Records follow. Select each line holding "coordinates".

EXERCISE INPUTS Start Marker

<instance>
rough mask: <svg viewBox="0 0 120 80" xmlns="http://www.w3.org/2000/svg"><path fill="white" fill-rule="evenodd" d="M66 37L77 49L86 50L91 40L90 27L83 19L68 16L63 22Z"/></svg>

EXERCISE INPUTS End Marker
EXERCISE INPUTS Start Marker

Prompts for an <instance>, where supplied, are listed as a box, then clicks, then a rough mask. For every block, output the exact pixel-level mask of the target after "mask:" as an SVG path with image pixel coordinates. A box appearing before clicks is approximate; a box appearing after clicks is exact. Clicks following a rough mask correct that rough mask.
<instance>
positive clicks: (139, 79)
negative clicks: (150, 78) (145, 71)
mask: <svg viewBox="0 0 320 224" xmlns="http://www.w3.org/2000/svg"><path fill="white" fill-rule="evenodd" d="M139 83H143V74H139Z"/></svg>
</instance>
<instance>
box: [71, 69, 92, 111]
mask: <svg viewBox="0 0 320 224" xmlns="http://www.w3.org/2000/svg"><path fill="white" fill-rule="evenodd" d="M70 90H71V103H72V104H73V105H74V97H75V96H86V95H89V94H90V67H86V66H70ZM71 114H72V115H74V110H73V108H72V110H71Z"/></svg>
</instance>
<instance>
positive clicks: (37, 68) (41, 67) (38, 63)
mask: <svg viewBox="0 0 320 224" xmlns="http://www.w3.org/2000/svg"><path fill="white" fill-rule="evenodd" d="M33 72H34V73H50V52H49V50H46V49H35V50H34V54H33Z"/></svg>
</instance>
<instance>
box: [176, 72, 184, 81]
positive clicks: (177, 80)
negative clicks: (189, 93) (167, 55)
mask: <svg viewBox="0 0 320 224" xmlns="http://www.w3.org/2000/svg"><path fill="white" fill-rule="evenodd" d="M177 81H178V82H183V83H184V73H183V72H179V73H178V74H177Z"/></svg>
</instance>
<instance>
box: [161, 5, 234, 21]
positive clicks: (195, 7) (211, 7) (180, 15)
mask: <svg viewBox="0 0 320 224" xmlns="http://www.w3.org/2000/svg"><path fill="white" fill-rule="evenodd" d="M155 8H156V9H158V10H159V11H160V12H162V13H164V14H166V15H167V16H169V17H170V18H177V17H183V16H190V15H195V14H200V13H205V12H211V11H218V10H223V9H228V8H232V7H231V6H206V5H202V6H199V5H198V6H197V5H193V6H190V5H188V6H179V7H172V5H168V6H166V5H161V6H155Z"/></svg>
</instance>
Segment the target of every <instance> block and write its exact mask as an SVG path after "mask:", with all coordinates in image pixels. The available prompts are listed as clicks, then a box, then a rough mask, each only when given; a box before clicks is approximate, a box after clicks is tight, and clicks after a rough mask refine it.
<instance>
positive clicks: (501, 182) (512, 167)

EXERCISE INPUTS End Marker

__EXERCISE RESULT__
Prompts for an <instance>, where supplied, are listed as a box, then clicks, then a rough mask. For every block, output the exact pixel-level mask of the target after "mask:" as an SVG path with image pixel coordinates. A box appearing before clicks is approximate; a box appearing after clicks is exact. Clicks following a rough mask correct that rough mask.
Segment the target of every <instance> block and write its exact mask as an SVG path after "mask:", with all coordinates in image pixels. The available prompts are listed as clicks, then a box, then a rough mask, each only when given; a box before clicks is approximate, a box after clicks is tight, and clicks after a rough mask refine it.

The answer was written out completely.